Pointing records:
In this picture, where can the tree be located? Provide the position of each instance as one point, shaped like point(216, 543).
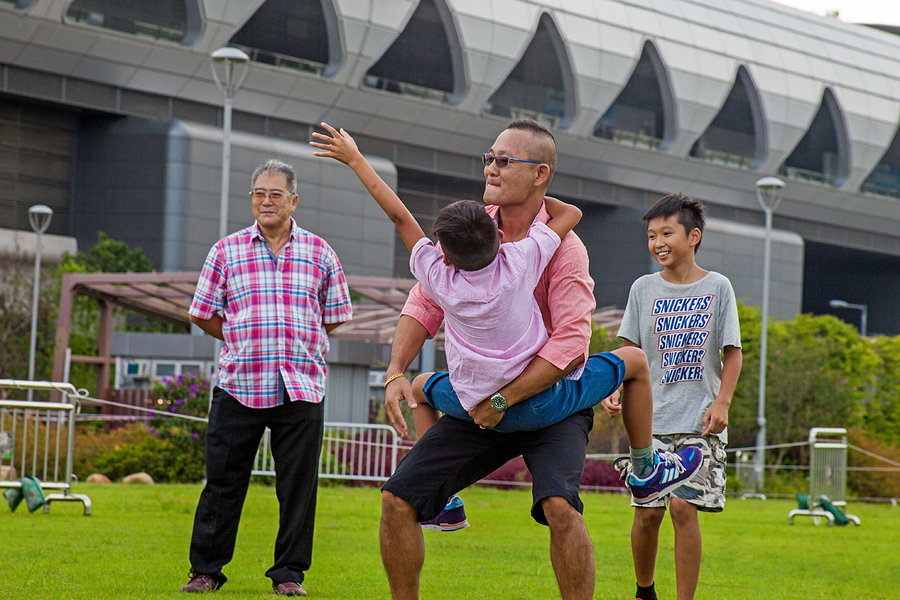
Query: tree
point(881, 407)
point(16, 289)
point(819, 371)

- _Task_
Convert the records above into a JSON list of strings with one string per line. Skip blank lines and leave the pictures out.

- _Written solution_
[
  "In this picture, where can the tree be located? Provide the position of each instance as one point, shaped like point(216, 543).",
  "Query: tree",
  "point(881, 407)",
  "point(16, 289)",
  "point(819, 371)"
]